Passage
|---|

Sorry, Kevin. I used up what little _mojo_ I had left on this one - it's all up to you, li'l buddy.

But here's a tip: (you can take it for what it's worth) - if you frost the widows by spraying DullCote on the inside, you won't have to build an interior. That's what I did with this RPO. )


----------



## Big65Dude (Jan 2, 2008)

Posted By Old Iron on 28 Sep 2013 03:55 PM 
Excellence.
I like your bottom actuated un-coupling levers.



Geoff, 

Those come stock on the AMS cars. I just reshaped the hand grips on the ends from round to more of an oval. They work just like the prototype by lifting the coupler pin from either side of the car.


----------



## Ironton (Jan 2, 2008)

Andrew, 

Sort of off topic, but the green boilers are (I believe) mostly a 30's and later. Not related to green on the coaches. 

Have heard two stories why they switched to green. 

1) The government was requiring the postal cars to be green, so they painted the rest to match. Either this is not true or was not enforced as other color postal cars are recorded. 

2) It was cheaper. Always a consideration.


----------



## Stan Cedarleaf (Jan 2, 2008)

Outstanding, Jack............... Just outstanding... We've been an Marty's and just now had a chance to check the thread.... 

Super, super job...


----------



## peter bunce (Dec 29, 2007)

Hi,

From 'Rio Grande 'Narrow Gauge Varnish' page 19 on the color change, dated September 1918 - 

Basic color changed (from red to green) in order to save an estimated $1.25 per car for materials, plus longer service. 

Color was called Pullman Green. 


Even further back in time to 30 foot long Mail cars built in 1879 were reported as being painted Dark Brown.

Yours Peter.


----------



## jake3404 (Dec 3, 2010)

Love the car Jack. I have visited your website many times for tips on detailing your work. If I have questions about your other projects, is there a good way to email you or something?


----------



## joe rusz (Jan 3, 2008)

Jack, well ya don't "say" much on these sites, but when you do, it speaks volumes of your modeling skills. Wow, great prose on my part, don't ya think? And yes, I am a writer. Seriously, your RPO is a gem. And I learned a lot about real RPOs in your posts. Thanks. More, please.


----------



## Ray Dunakin (Jan 6, 2008)

Really nice work! Looks great.


----------

|---|

Records supplied
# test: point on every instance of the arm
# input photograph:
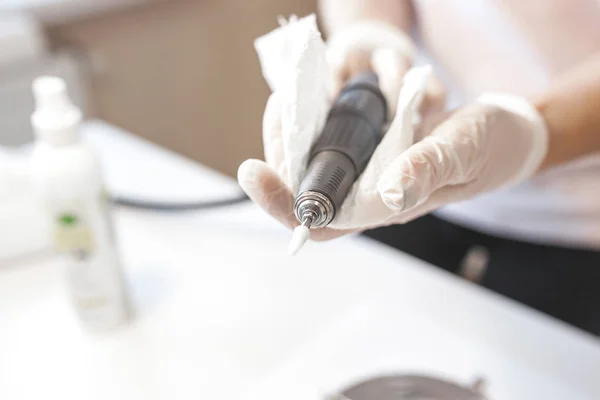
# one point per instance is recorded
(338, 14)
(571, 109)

|---|

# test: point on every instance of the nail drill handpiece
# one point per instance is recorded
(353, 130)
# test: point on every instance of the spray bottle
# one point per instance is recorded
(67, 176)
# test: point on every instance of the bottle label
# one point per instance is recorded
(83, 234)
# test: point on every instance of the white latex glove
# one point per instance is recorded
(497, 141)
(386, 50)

|---|

Instructions
a - In the forum thread, what was the name of the color adopted when the cars changed from red to green in 1918?
b - Filter the listing down to the lines that contain the string "bottle". Case matters.
The listing is unrelated to the forum thread.

Responses per task
a - Pullman Green.

b -
# test: point on every instance of the spray bottle
# test: point on every instance of the bottle label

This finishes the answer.